Riscrivi per intero le righe, partendo da quella che contiene "[spot] the dark car" e arrivando fino all'ultima riga, aggiungendo 97 a ogni numero delle coordinate nelle risposte e lasciando invariato tutto il resto del testo. Ometti le immagini nella tua risposta.

■ Estratti delle righe ■
◆ ◆ ◆ ◆
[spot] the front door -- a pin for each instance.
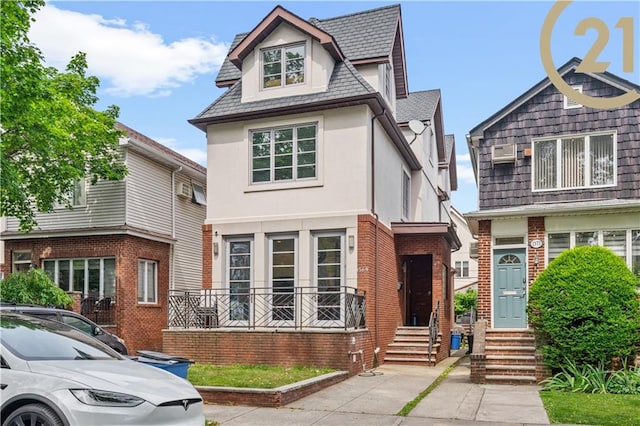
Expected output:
(509, 289)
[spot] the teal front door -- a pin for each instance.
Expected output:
(509, 289)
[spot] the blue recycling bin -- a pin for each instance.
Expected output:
(173, 364)
(455, 341)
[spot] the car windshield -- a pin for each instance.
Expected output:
(35, 339)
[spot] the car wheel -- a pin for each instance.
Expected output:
(33, 415)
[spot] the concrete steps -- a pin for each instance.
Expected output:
(411, 347)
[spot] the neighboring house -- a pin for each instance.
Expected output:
(124, 244)
(465, 260)
(328, 222)
(552, 175)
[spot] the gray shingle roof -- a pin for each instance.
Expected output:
(417, 106)
(362, 35)
(345, 82)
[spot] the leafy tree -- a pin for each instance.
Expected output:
(51, 134)
(464, 302)
(33, 287)
(584, 308)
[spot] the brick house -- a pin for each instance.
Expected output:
(124, 244)
(552, 175)
(328, 223)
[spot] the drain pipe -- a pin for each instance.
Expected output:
(375, 215)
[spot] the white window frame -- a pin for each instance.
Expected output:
(271, 239)
(569, 103)
(283, 65)
(76, 197)
(587, 167)
(316, 278)
(148, 299)
(227, 318)
(294, 153)
(69, 285)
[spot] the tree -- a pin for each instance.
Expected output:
(51, 134)
(584, 308)
(33, 287)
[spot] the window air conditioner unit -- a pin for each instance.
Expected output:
(473, 250)
(184, 190)
(503, 153)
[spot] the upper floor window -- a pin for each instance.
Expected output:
(283, 66)
(76, 197)
(574, 162)
(284, 154)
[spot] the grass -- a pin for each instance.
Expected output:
(412, 404)
(593, 409)
(250, 376)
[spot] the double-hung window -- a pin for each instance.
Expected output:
(283, 66)
(581, 161)
(147, 281)
(283, 277)
(284, 154)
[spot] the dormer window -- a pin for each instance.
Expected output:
(283, 66)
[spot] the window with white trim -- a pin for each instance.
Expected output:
(239, 253)
(91, 277)
(283, 277)
(284, 154)
(406, 194)
(329, 266)
(582, 161)
(283, 66)
(623, 242)
(147, 281)
(76, 197)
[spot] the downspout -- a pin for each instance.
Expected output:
(375, 215)
(173, 228)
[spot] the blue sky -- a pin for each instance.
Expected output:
(157, 60)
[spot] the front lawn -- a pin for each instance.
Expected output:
(250, 376)
(593, 409)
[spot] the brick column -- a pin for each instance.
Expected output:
(207, 256)
(484, 270)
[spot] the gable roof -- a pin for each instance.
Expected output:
(364, 37)
(571, 65)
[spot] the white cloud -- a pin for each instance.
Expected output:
(129, 59)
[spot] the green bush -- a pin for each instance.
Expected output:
(584, 308)
(464, 302)
(33, 287)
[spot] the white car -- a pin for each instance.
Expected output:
(53, 374)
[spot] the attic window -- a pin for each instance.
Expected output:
(570, 103)
(198, 195)
(283, 66)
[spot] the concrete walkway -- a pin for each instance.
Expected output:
(376, 399)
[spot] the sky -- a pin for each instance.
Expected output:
(158, 60)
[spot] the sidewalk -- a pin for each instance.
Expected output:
(375, 400)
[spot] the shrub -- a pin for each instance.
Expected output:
(33, 287)
(464, 302)
(584, 308)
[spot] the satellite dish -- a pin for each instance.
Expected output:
(417, 126)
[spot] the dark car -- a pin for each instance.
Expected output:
(73, 319)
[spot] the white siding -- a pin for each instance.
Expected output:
(188, 246)
(105, 207)
(148, 194)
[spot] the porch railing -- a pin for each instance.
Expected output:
(295, 308)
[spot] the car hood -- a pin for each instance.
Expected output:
(150, 383)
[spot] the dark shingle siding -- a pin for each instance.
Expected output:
(508, 185)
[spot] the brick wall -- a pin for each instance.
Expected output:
(272, 347)
(484, 271)
(139, 325)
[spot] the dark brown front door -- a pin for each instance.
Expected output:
(419, 285)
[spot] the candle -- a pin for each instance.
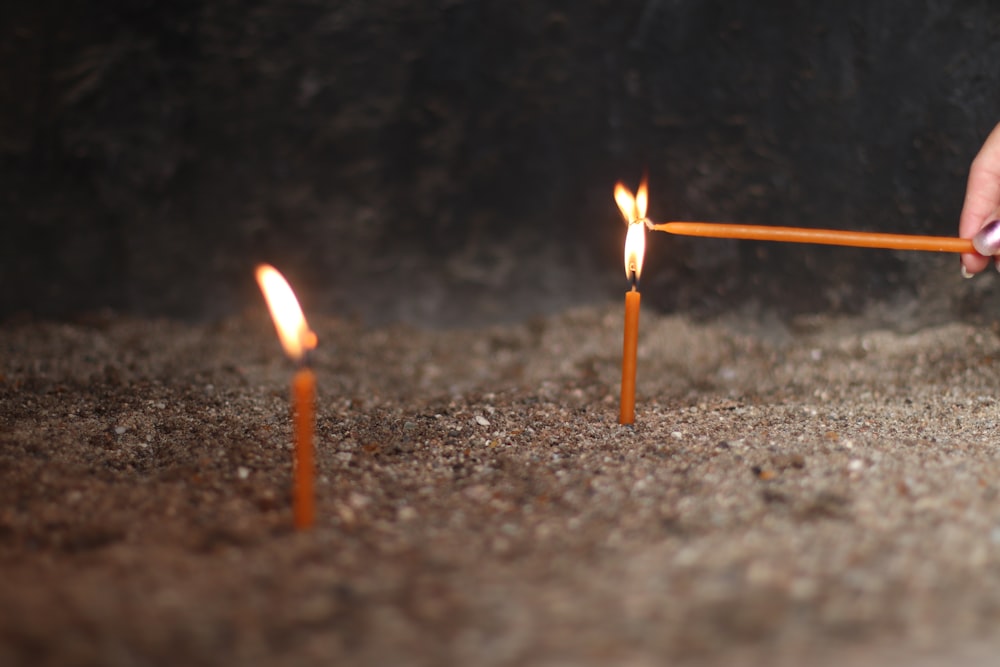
◆ ◆ ◆ ◆
■ Risposta al compito ■
[spot] the dark car -- a pin for each instance.
Expected output:
(170, 416)
[spot] the white siding -- a pin for each instance.
Expected output:
(285, 343)
(202, 304)
(245, 291)
[spot] the porch railing -- a pin for each instance.
Expected output:
(392, 405)
[spot] the car hood -- a pin for each instance.
Expected output:
(247, 480)
[spot] the dark shingle siding -- a pin for each instance.
Expected output:
(605, 282)
[spot] the brick wall -- a pin for each instance.
Expected output:
(369, 444)
(581, 368)
(236, 422)
[spot] the dark brown front door -- a pin for each instance.
Expected output:
(516, 382)
[spot] the candle -- a pin for each instance.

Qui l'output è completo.